What to produce | All of the data is to be repeated verbatim.

Information supplied |
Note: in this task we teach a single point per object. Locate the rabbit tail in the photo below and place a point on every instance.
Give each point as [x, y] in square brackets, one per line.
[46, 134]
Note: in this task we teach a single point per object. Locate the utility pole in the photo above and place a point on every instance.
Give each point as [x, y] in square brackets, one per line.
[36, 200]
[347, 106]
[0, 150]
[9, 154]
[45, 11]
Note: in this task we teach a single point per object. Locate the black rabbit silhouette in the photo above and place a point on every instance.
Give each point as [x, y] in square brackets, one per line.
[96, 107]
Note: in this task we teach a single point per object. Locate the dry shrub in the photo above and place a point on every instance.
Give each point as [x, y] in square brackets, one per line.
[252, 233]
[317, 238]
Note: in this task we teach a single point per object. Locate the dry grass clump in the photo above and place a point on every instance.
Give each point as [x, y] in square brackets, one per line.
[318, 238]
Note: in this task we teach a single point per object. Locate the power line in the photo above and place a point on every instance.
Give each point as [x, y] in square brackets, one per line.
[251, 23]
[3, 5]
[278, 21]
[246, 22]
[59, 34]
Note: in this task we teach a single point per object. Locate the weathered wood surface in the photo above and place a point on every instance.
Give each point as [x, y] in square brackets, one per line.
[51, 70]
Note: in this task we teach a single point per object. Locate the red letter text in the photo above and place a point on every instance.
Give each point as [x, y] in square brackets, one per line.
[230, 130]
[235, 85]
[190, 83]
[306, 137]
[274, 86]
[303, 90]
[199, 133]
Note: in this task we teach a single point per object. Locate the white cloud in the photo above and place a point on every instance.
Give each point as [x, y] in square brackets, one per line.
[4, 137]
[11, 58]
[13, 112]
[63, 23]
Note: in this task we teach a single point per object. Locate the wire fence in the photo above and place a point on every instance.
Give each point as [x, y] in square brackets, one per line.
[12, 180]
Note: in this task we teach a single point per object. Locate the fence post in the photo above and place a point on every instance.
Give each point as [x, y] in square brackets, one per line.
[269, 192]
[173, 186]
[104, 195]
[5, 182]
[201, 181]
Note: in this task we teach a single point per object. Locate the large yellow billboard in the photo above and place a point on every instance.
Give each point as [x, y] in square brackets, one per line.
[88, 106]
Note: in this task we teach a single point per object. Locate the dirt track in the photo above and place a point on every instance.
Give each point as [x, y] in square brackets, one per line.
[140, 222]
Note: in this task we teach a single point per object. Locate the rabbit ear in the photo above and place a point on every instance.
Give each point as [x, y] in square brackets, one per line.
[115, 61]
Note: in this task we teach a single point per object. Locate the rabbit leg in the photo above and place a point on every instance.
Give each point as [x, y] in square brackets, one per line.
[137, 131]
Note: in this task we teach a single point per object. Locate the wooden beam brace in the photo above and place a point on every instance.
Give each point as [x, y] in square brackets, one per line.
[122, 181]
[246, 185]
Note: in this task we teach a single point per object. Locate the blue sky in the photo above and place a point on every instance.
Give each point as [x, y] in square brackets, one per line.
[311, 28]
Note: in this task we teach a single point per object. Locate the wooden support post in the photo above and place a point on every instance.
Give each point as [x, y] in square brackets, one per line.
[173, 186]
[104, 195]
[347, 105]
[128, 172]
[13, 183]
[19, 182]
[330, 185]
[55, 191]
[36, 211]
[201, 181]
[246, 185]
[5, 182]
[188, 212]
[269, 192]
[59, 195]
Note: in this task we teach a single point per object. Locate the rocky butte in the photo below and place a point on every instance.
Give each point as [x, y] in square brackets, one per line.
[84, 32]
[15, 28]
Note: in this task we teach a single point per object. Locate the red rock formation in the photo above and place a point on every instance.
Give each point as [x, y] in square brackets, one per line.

Result of the exercise |
Note: in this task we teach a single point per object. Locate the rabbit tail in the photo below and place a point on every instance.
Give each point as [x, y] in square brackets, one per line.
[46, 134]
Note: in this task we teach a single point per object. Locate the utility pole in the photo above and place a point on every instance.
Give each point as [x, y] in square brackets, one per line.
[36, 200]
[347, 106]
[0, 150]
[9, 154]
[45, 11]
Note: in this task we teach a single point per object. Locate the black rabbit silhouette in the photo above and place a point on every instance.
Give each point as [x, y] in square brackets, one per line.
[96, 107]
Note: in this task we teach a single point per object. Locate the dry shrub in the photo above and place a point on every instance.
Give each point as [x, y] in square brackets, one per line.
[252, 233]
[317, 238]
Note: in this task we teach a single point per object. Locate the dry grass clump in the photo above and place a point on every instance.
Give each point as [x, y] in square brackets, one per line.
[318, 238]
Note: in this task we teach a single point per object. Locate the power line in the photo above and place a point on every instance.
Give each point as [x, y] in square brackets, one per line.
[251, 23]
[3, 5]
[278, 21]
[246, 22]
[59, 34]
Note: in this task we teach a single point per object. Locate the weathered wood surface in the photo above and place a point on every instance.
Give each point as [x, y] in square brackets, one per line.
[51, 70]
Note: in this task we teach a single point per object. Locate the red letter text in the photo above and place a point on every instance.
Give each point as [x, y] in square brackets, one per line.
[230, 130]
[235, 85]
[190, 83]
[306, 137]
[274, 86]
[303, 90]
[199, 133]
Note: in this task we teach a single point per object. Locate the white cloud in the photo above and place a point on every instance.
Give each point as [x, y] in square brackets, one per line.
[4, 137]
[11, 58]
[13, 112]
[63, 23]
Note: in this task we teach a single point per object. Locate the wire fence in the photo above and place a point on every instance.
Give each point as [x, y] in square brackets, one per line.
[12, 180]
Note: in this task we teach a single point per object. Locate the fence post in the photo above and place a point on every instance.
Give each point as [x, y] in square brackets, one per line.
[269, 192]
[173, 186]
[104, 195]
[5, 182]
[201, 181]
Note: in this task we teach a single point per object. Locate the large yellow billboard in the photo above and place a point on every instance.
Give each point as [x, y] in square brackets, one per line.
[88, 106]
Note: in this task we teach a single point per object. Locate the dirt track in the photo above and place a point on every instance.
Give each point as [x, y] in square brackets, one per line.
[140, 222]
Note: in this task we teach a single point per object. Locate the rabbit ear in the photo above and place a point on every instance.
Give each point as [x, y] in square brackets, one per line.
[115, 61]
Note: in this task we teach a single point per object. Locate the rabbit leg in the photo above and place a point on every instance.
Give each point as [x, y] in square brackets, one per line.
[137, 131]
Note: in this task we teach a single point per object. Locate the wooden beam brace in the photo above and place a point on every instance.
Give each point as [x, y] in square brackets, one per line.
[122, 181]
[246, 185]
Note: in this task we teach a single point per object. Locate the blue sky in the photo above and place a point on every instance.
Give each point as [x, y] in square brackets, one per line.
[311, 28]
Note: in this task we teach a single point per object. Locate the wooden support post in the photo above and place a point on every instance.
Give each point as [x, y] in square brackets, one per line.
[173, 186]
[104, 195]
[347, 105]
[128, 172]
[13, 183]
[19, 182]
[330, 185]
[55, 191]
[36, 211]
[201, 181]
[246, 185]
[5, 182]
[188, 212]
[269, 192]
[59, 195]
Note: in this task we teach a single point per object. Locate the rocky butte in the photo below and place a point on every instance.
Give each point as [x, y] in square brackets, one per line.
[84, 32]
[15, 28]
Note: in this task we teach a single point per object. Locate the red rock formation in the photo above and place a point on every instance.
Give each point as [x, y] in square brackets, one per line.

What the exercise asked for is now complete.